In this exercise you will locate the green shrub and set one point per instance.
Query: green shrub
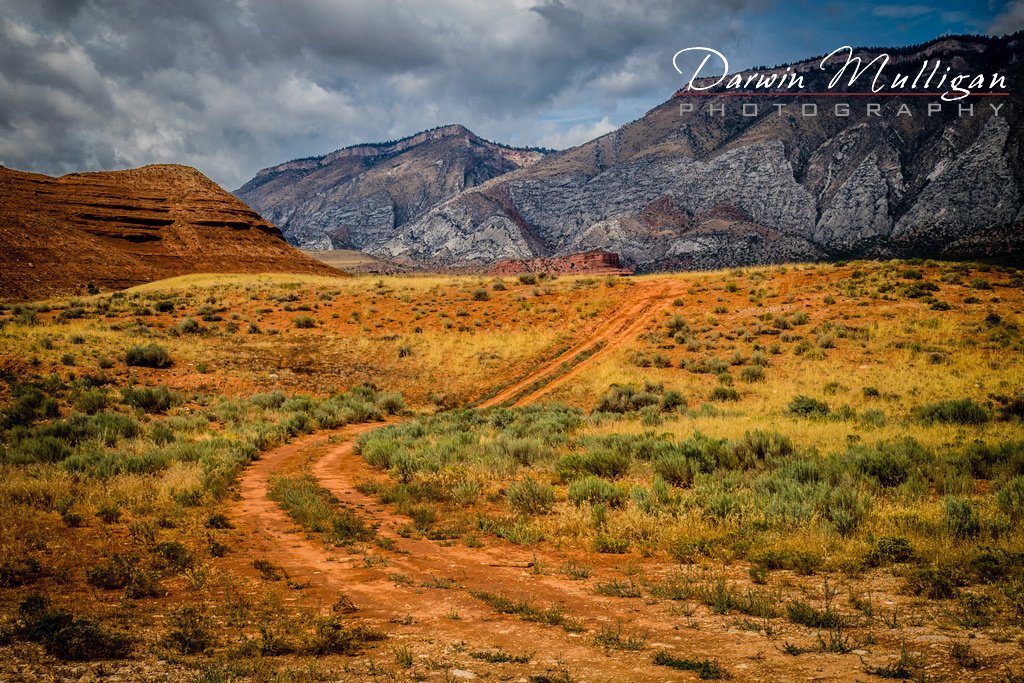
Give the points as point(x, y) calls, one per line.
point(115, 572)
point(846, 508)
point(889, 550)
point(724, 393)
point(316, 510)
point(112, 427)
point(758, 446)
point(890, 467)
point(806, 407)
point(68, 638)
point(173, 555)
point(609, 464)
point(529, 497)
point(707, 670)
point(610, 545)
point(936, 582)
point(189, 631)
point(32, 404)
point(596, 492)
point(15, 572)
point(188, 326)
point(151, 355)
point(91, 401)
point(333, 636)
point(961, 412)
point(753, 374)
point(42, 449)
point(624, 398)
point(674, 468)
point(152, 399)
point(805, 614)
point(960, 518)
point(1010, 498)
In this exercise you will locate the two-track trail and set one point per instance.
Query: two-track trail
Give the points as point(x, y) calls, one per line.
point(646, 298)
point(424, 593)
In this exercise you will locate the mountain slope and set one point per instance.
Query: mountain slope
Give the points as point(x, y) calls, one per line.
point(356, 197)
point(678, 189)
point(121, 228)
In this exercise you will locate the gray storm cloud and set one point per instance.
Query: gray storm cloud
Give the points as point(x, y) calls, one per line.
point(236, 85)
point(230, 86)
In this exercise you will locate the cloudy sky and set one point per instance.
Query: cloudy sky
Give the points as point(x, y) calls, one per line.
point(231, 86)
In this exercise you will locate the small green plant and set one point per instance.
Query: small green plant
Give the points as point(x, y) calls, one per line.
point(961, 518)
point(961, 412)
point(189, 631)
point(707, 670)
point(151, 355)
point(529, 497)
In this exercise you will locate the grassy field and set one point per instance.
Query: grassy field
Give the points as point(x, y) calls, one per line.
point(829, 458)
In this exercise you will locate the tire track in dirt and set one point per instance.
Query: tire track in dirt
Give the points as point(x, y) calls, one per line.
point(500, 567)
point(629, 319)
point(330, 574)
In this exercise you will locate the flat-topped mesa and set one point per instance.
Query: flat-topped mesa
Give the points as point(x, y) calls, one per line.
point(590, 263)
point(121, 228)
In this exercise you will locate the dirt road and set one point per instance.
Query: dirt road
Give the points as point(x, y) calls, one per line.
point(421, 591)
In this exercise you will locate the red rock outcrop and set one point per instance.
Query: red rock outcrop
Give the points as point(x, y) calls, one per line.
point(592, 263)
point(121, 228)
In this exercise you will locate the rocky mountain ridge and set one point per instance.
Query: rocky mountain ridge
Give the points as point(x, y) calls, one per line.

§ §

**Problem to solve:**
Format every line of the records above as a numbered list, skipping blank lines. Leave the pictures out of your answer.

**Expected answer:**
1. In this exercise you will locate the green shrub and set one point per instance.
2. Query: green shrub
3. Give the points as point(x, y) calls, one per line.
4. point(115, 572)
5. point(846, 508)
6. point(889, 550)
7. point(724, 393)
8. point(316, 510)
9. point(112, 427)
10. point(758, 446)
11. point(890, 467)
12. point(806, 407)
13. point(68, 638)
14. point(173, 555)
15. point(609, 464)
16. point(529, 497)
17. point(707, 670)
18. point(610, 545)
19. point(936, 582)
20. point(189, 631)
21. point(32, 404)
22. point(596, 492)
23. point(15, 572)
24. point(188, 326)
25. point(151, 355)
26. point(91, 401)
27. point(333, 636)
28. point(961, 412)
29. point(753, 374)
30. point(42, 449)
31. point(624, 398)
32. point(674, 468)
33. point(152, 399)
34. point(805, 614)
35. point(960, 518)
36. point(1010, 498)
37. In this exercise you will locate the two-track trail and set one point per instance.
38. Query: two-track trail
39. Give the points as point(x, y) calls, one per line.
40. point(646, 298)
41. point(424, 593)
42. In this exercise you will locate the mountain slope and set one point per instance.
43. Query: mountain slope
44. Give the points as point(x, y) calls, one per line.
45. point(356, 197)
46. point(678, 189)
47. point(121, 228)
48. In this exercise you will locate the gray storm cloud and set one point per instance.
49. Query: gray storm cloud
50. Give the points as point(x, y) calls, one per line.
51. point(236, 85)
52. point(230, 86)
53. In this exercise you will locate the cloudy sky and set one point per instance.
54. Query: cloudy sky
55. Give the points as point(x, y) calls, one per line.
56. point(231, 86)
57. In this exercise you will locate the small green plant and set one point per instance.
58. Query: small green plant
59. Give the points as point(x, y) calls, one per line.
60. point(961, 518)
61. point(961, 412)
62. point(189, 631)
63. point(707, 670)
64. point(151, 355)
65. point(529, 497)
66. In this exercise you will locate the grassy field and set one point per instance.
67. Query: grassy field
68. Give the points as point(x, y) calls, one per line.
69. point(829, 458)
70. In this exercise you will locate the tire track in dirt and set one point per instance.
71. Query: tire track in dirt
72. Give the points as point(x, y) calls, one per line.
73. point(500, 567)
74. point(629, 319)
75. point(330, 574)
76. In this exercise you will locate the flat-topped mesa and set one point per instance.
77. Query: flat-topped mesa
78. Give the points as point(x, y) calls, one per line.
79. point(590, 263)
80. point(121, 228)
81. In this exercise you will locate the dirt road and set one point per instance.
82. Query: dirt road
83. Give the points as point(x, y) calls, one per line.
84. point(421, 591)
85. In this exercise you will locate the red rock outcrop and set one point per instance.
86. Query: red rock outcrop
87. Give the points as point(x, y) calls, one per line.
88. point(592, 263)
89. point(121, 228)
90. In this exercise you will locate the rocky mountain ridge and set one point per instance.
91. Query: rocky mountain ridge
92. Give the points as point(x, y) calls, one per line.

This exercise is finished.